#### [Problem details]
Whenever a line in the entries below contains "tree", copy that line.

○ ○ ○ ○

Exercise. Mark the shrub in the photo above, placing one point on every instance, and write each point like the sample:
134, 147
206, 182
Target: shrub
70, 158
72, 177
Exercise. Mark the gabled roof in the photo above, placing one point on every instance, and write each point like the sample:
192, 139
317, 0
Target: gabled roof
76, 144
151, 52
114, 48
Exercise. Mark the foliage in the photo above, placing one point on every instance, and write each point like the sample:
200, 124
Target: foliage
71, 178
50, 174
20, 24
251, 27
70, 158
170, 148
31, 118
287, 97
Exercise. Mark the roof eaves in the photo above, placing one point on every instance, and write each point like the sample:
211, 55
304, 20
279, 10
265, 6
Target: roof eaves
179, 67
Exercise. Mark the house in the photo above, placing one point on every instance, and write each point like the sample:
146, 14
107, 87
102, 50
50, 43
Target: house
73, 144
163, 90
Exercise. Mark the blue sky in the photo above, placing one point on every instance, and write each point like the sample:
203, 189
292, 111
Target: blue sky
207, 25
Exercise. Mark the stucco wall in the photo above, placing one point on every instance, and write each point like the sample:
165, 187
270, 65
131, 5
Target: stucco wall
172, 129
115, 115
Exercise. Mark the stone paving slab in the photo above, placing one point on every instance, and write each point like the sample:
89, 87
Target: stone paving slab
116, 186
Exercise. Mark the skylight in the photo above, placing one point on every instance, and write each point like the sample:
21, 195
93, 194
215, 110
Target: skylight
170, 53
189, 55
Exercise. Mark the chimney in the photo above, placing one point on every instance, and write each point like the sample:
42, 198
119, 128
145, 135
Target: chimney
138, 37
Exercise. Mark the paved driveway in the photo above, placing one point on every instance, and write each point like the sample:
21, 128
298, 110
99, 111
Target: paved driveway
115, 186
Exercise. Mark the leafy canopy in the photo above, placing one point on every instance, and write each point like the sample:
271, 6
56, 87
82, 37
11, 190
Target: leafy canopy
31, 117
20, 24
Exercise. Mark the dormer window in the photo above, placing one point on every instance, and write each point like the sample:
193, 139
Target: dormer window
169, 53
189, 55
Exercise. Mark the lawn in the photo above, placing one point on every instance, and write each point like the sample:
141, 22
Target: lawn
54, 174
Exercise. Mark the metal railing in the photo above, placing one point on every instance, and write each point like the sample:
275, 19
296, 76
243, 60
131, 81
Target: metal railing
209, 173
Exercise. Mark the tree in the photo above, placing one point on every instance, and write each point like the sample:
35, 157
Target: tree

○ ○ ○ ○

#### [Problem solution]
Exercise. Mark the tree in the photo above, placing one point on every instance, and write each point like the sample:
Target: tree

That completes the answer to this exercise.